* Data for the task

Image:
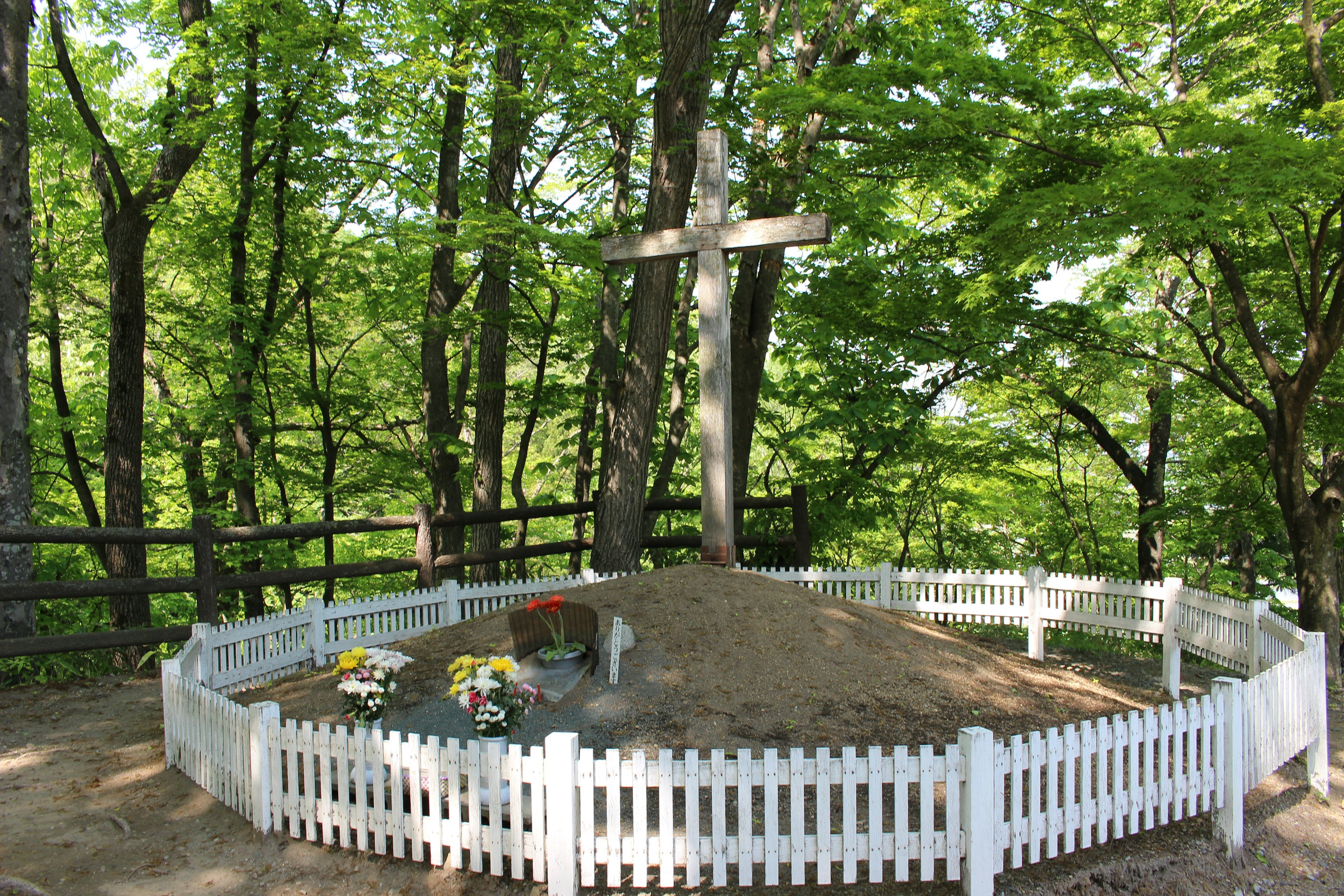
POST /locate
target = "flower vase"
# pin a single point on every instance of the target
(377, 724)
(486, 776)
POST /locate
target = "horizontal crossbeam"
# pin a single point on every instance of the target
(737, 237)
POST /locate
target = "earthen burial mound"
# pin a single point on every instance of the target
(732, 659)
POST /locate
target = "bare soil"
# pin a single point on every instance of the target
(730, 659)
(77, 758)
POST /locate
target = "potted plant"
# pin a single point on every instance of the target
(561, 653)
(368, 684)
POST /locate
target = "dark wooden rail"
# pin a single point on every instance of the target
(208, 585)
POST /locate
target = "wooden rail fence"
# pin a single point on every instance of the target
(208, 582)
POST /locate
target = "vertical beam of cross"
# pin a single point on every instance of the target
(715, 355)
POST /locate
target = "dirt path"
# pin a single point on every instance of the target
(72, 758)
(75, 760)
(738, 660)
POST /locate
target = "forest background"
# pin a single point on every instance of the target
(296, 260)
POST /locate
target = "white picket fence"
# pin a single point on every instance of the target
(967, 811)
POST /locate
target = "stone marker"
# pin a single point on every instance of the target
(615, 649)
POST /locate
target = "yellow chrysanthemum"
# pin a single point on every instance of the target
(463, 663)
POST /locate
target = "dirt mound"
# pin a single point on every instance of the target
(732, 659)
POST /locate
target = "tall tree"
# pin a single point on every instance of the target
(128, 217)
(492, 298)
(775, 190)
(17, 617)
(689, 33)
(1146, 156)
(444, 414)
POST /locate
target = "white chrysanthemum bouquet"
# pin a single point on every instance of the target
(487, 688)
(366, 681)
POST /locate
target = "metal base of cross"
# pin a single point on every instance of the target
(720, 556)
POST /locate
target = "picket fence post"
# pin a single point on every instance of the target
(978, 811)
(1257, 645)
(1318, 751)
(203, 672)
(167, 671)
(259, 723)
(424, 547)
(318, 635)
(1171, 647)
(1035, 626)
(562, 813)
(1229, 696)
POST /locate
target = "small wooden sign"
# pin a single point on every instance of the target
(616, 651)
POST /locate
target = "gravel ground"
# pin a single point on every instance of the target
(80, 761)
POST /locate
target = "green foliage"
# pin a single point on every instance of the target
(966, 154)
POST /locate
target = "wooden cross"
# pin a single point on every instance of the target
(712, 240)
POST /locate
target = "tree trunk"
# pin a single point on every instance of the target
(441, 425)
(1312, 519)
(492, 304)
(324, 407)
(75, 467)
(758, 273)
(611, 311)
(241, 373)
(17, 617)
(127, 221)
(525, 442)
(1314, 524)
(687, 34)
(584, 458)
(1152, 491)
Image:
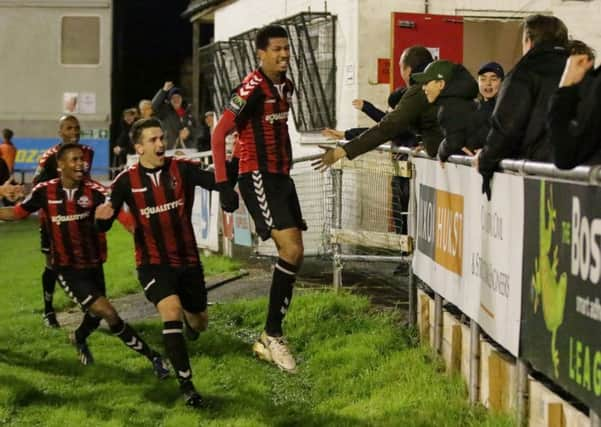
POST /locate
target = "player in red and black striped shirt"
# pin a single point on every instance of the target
(78, 250)
(159, 191)
(69, 132)
(258, 110)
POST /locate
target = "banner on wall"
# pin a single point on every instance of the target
(29, 151)
(469, 249)
(205, 219)
(561, 308)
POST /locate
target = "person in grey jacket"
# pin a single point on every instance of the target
(175, 116)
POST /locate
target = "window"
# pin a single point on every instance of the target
(80, 40)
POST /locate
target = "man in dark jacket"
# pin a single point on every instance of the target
(175, 116)
(452, 89)
(413, 113)
(518, 123)
(575, 110)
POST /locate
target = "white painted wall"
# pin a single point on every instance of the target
(581, 17)
(33, 80)
(363, 36)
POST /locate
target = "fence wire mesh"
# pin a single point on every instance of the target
(315, 193)
(243, 50)
(373, 211)
(312, 69)
(217, 76)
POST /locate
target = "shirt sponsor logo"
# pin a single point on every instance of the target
(83, 201)
(440, 227)
(152, 210)
(237, 103)
(58, 219)
(270, 118)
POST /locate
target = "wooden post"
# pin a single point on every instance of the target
(195, 70)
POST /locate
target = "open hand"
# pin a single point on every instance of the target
(332, 134)
(358, 104)
(328, 158)
(104, 211)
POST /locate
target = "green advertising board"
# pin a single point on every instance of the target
(561, 293)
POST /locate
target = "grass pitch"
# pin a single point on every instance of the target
(356, 367)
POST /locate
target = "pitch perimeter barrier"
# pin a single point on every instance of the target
(524, 267)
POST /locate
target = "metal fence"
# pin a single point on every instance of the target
(350, 214)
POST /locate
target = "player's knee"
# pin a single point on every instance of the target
(170, 309)
(199, 321)
(103, 308)
(292, 253)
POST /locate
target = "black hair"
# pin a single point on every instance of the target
(578, 47)
(138, 127)
(395, 97)
(543, 28)
(416, 57)
(64, 148)
(269, 32)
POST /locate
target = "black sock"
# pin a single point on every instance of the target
(48, 285)
(175, 347)
(88, 325)
(130, 338)
(280, 295)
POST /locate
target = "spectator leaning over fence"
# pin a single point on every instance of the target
(259, 110)
(518, 123)
(575, 111)
(452, 89)
(69, 131)
(78, 251)
(8, 151)
(399, 185)
(159, 192)
(145, 109)
(413, 113)
(175, 115)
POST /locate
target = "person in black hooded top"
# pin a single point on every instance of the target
(490, 77)
(453, 89)
(575, 109)
(518, 124)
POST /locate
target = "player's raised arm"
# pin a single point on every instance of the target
(229, 198)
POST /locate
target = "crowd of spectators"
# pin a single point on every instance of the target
(544, 109)
(182, 129)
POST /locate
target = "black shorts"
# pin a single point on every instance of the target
(272, 202)
(161, 281)
(83, 286)
(44, 240)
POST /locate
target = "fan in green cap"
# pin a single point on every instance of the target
(434, 78)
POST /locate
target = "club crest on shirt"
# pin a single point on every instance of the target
(83, 201)
(237, 103)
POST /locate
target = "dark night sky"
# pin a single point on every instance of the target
(150, 42)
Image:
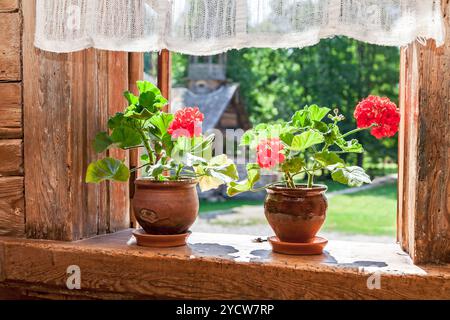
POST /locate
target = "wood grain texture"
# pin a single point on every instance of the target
(220, 267)
(424, 224)
(119, 192)
(11, 158)
(10, 46)
(135, 73)
(12, 218)
(67, 101)
(164, 74)
(9, 5)
(10, 110)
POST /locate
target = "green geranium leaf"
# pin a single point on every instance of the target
(116, 121)
(306, 140)
(350, 146)
(219, 170)
(321, 126)
(131, 98)
(247, 138)
(223, 168)
(351, 176)
(293, 165)
(207, 183)
(162, 121)
(332, 134)
(138, 113)
(253, 176)
(146, 100)
(327, 158)
(102, 142)
(145, 86)
(107, 169)
(317, 113)
(301, 119)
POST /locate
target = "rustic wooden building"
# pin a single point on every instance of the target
(209, 89)
(51, 107)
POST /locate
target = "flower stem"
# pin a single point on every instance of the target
(177, 176)
(289, 181)
(147, 146)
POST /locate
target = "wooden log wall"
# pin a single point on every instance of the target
(12, 217)
(424, 184)
(67, 100)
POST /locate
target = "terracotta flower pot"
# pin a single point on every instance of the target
(166, 208)
(296, 215)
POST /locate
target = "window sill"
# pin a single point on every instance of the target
(214, 266)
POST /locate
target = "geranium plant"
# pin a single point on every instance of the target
(312, 141)
(174, 146)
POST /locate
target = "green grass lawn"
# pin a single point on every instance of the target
(371, 212)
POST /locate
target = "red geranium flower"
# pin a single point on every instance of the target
(187, 123)
(269, 153)
(382, 113)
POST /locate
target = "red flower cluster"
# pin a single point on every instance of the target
(380, 112)
(187, 123)
(269, 153)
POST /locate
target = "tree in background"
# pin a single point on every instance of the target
(336, 73)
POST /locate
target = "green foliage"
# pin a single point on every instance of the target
(311, 141)
(144, 124)
(337, 72)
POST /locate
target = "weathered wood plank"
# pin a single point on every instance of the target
(424, 224)
(9, 5)
(10, 47)
(223, 267)
(164, 74)
(76, 92)
(135, 73)
(119, 192)
(11, 158)
(12, 219)
(10, 110)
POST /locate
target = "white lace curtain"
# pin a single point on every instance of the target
(203, 27)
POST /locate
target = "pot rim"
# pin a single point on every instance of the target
(149, 182)
(301, 188)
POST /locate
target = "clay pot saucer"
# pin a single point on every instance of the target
(144, 239)
(315, 247)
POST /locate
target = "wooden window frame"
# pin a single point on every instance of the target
(70, 96)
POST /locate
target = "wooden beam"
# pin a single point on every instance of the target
(216, 266)
(164, 74)
(424, 193)
(11, 158)
(10, 110)
(9, 5)
(119, 192)
(135, 73)
(67, 100)
(12, 218)
(10, 48)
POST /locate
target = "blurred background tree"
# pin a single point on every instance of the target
(336, 73)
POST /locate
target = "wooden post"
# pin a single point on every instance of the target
(135, 73)
(164, 66)
(67, 100)
(12, 216)
(424, 157)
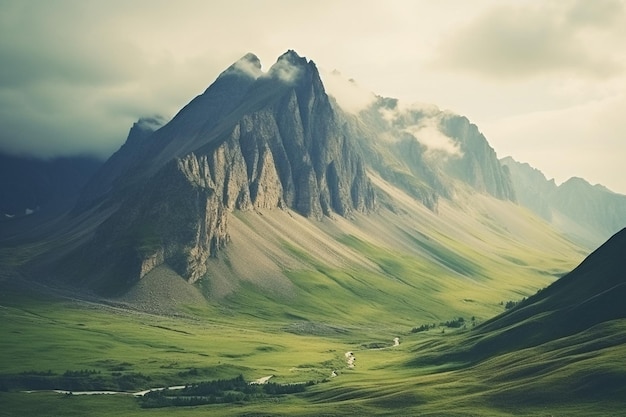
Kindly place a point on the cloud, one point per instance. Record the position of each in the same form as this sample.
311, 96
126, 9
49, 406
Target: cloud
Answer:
527, 39
350, 96
428, 133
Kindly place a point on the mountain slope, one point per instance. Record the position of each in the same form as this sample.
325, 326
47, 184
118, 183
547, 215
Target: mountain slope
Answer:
562, 347
275, 142
589, 295
588, 213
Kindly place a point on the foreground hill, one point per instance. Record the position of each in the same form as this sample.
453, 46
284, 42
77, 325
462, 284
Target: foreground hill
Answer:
266, 231
564, 345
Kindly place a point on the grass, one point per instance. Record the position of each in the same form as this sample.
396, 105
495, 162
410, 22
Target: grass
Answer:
443, 268
59, 335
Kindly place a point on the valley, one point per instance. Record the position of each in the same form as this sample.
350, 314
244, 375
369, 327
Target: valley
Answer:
267, 252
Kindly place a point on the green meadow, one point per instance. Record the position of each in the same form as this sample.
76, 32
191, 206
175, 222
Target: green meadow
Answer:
380, 285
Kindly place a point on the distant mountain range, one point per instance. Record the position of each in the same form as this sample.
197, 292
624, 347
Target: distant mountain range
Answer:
277, 140
588, 213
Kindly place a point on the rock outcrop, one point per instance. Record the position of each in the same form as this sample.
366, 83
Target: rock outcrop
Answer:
590, 212
252, 141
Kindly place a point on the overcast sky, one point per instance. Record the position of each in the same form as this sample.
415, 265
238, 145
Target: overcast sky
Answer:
544, 80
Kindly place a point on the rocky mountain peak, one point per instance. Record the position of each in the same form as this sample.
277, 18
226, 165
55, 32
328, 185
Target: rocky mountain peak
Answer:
248, 65
251, 141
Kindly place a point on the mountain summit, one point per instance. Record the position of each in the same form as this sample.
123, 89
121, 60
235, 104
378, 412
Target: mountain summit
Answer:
251, 141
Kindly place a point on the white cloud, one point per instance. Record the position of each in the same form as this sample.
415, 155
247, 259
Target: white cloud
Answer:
350, 96
586, 140
526, 39
429, 134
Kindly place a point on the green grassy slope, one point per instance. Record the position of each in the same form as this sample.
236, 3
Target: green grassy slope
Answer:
289, 298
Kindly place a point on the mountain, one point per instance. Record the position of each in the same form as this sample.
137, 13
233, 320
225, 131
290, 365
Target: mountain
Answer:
251, 141
588, 296
34, 190
269, 229
588, 213
102, 181
182, 198
561, 346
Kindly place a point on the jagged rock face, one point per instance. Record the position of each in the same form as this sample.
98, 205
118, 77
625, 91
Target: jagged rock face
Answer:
591, 207
251, 141
532, 189
478, 165
427, 150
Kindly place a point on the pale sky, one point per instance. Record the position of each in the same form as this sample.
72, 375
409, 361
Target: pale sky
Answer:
544, 80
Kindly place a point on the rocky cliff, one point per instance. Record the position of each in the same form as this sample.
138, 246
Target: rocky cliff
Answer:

* Instructions to follow
Go through the listing, and whenever a line contains the string "shirt", copy that line.

* Answer below
target = "player in red and black striped shirt"
target = "shirt sponsor logo"
target = "club crest on shirt"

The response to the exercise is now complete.